Work task 1 => Reproduce the stretch of the teen suicide statistics from "Among young people" through "and the elderly.", word for word.
Work task 2 => Decide whether each statement below agrees with the teen suicide statistics, answering yes or no and quoting the deciding words exactly. (a) For youth aged 15-19, the gender ratio was 5:1, males to females. (b) Annual national data on all attempted teenage suicides are available. (c) Four out of five teens who attempt suicide have given clear warnings.

Extract =>
Teen suicide was the 3rd leading cause of death among young adults and adolescents 15 to 24 years of age, following unintentional injuries and homicide. The rate was 9.9/100,000 or .01%.

The adolescent suicide rate among youth ages 10-14 was 1.3/100,000 or 272 deaths among 20,910,440 children in this age group. The gender ratio for this age group was 3:1 (males: females).

The teen suicide rate among youth aged 15-19 was 7.9/100,000 or 1,611 deaths among 20,271,312 teenagers in this age group. The gender ratio for teenage group was 5:1 (males: females).

Among young people 20 to 24 years of age, the youth suicide rate was 12/100,000 or 2,360 deaths among 19,711,423 people in this age group. The gender ratio for this age group was 7:1 (males: females).

Attempted Teenage Suicides
No annual national data on all attempted teenage suicides are available.
Other research indicates that:
There are an estimated 8-25 attempted suicides for each teen suicide death; the ratio is higher in women and youth and lower in men and the elderly.
More women than men report a history of attempted suicide, with a gender ratio of 3:1.
Four out of five teens who attempt suicide have given clear warnings.

Pay attention to these teen suicide warning signs:
Suicide threats, direct and indirect
Teen depression
Obsession with death
Poems, essays and drawings that refer to death
Dramatic change in personality or appearance
Irrational, bizarre behavior
Overwhelming sense of guilt, shame or reflection
Changed eating or sleeping patterns
Severe drop in school performance
Giving away belongings

(Here it is 2010 and the statistics have gotten worse.  I included the latter part of the article to help give people an idea of the kinds of signs your child, friend, partner or spouse may show prior to suicide.)

Entries provided =>

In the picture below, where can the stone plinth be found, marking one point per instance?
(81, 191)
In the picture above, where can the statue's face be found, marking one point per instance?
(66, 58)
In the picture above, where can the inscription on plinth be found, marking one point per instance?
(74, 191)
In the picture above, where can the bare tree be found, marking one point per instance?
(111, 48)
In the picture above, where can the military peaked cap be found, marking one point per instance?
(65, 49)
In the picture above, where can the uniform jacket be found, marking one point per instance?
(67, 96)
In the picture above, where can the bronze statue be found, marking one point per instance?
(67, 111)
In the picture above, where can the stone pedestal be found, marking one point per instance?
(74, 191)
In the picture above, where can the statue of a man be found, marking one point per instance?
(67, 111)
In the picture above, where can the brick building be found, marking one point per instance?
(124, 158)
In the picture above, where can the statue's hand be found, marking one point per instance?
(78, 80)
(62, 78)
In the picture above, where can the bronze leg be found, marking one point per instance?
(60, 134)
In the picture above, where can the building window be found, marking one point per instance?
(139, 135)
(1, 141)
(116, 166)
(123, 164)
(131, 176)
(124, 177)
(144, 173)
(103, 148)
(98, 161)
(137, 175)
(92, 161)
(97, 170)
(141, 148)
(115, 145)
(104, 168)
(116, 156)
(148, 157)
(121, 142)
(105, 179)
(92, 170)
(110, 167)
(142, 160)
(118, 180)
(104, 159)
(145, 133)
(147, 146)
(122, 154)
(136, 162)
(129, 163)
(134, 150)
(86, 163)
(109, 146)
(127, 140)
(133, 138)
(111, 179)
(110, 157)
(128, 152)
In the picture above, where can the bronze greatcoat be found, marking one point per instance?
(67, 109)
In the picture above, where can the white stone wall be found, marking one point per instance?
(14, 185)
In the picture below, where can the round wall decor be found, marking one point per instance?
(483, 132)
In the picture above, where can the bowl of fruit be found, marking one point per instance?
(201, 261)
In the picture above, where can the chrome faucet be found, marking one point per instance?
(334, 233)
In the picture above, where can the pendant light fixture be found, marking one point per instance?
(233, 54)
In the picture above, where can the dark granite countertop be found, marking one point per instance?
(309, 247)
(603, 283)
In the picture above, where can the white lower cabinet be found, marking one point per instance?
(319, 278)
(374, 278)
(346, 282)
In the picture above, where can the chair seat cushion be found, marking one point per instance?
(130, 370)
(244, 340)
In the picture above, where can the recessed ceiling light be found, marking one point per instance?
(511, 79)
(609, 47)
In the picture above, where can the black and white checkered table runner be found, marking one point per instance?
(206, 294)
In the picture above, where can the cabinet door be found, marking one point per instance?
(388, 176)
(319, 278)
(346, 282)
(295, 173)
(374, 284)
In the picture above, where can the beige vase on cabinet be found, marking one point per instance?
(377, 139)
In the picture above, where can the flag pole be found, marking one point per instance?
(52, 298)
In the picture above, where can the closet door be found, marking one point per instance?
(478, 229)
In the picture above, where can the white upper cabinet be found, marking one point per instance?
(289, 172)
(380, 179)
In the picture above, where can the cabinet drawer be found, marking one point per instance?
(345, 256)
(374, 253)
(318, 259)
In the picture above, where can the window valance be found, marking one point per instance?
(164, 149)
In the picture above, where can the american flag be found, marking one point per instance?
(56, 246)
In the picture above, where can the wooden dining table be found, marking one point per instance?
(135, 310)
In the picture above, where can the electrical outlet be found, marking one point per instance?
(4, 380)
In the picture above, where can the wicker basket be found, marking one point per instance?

Your response 1 =>
Among young people 20 to 24 years of age, the youth suicide rate was 12/100,000 or 2,360 deaths among 19,711,423 people in this age group. The gender ratio for this age group was 7:1 (males: females).

Attempted Teenage Suicides
No annual national data on all attempted teenage suicides are available.
Other research indicates that:
There are an estimated 8-25 attempted suicides for each teen suicide death; the ratio is higher in women and youth and lower in men and the elderly.

Your response 2 =>
(a) Yes: "The gender ratio for teenage group was 5:1 (males: females)."
(b) No: "No annual national data on all attempted teenage suicides are available."
(c) Yes: "Four out of five teens who attempt suicide have given clear warnings."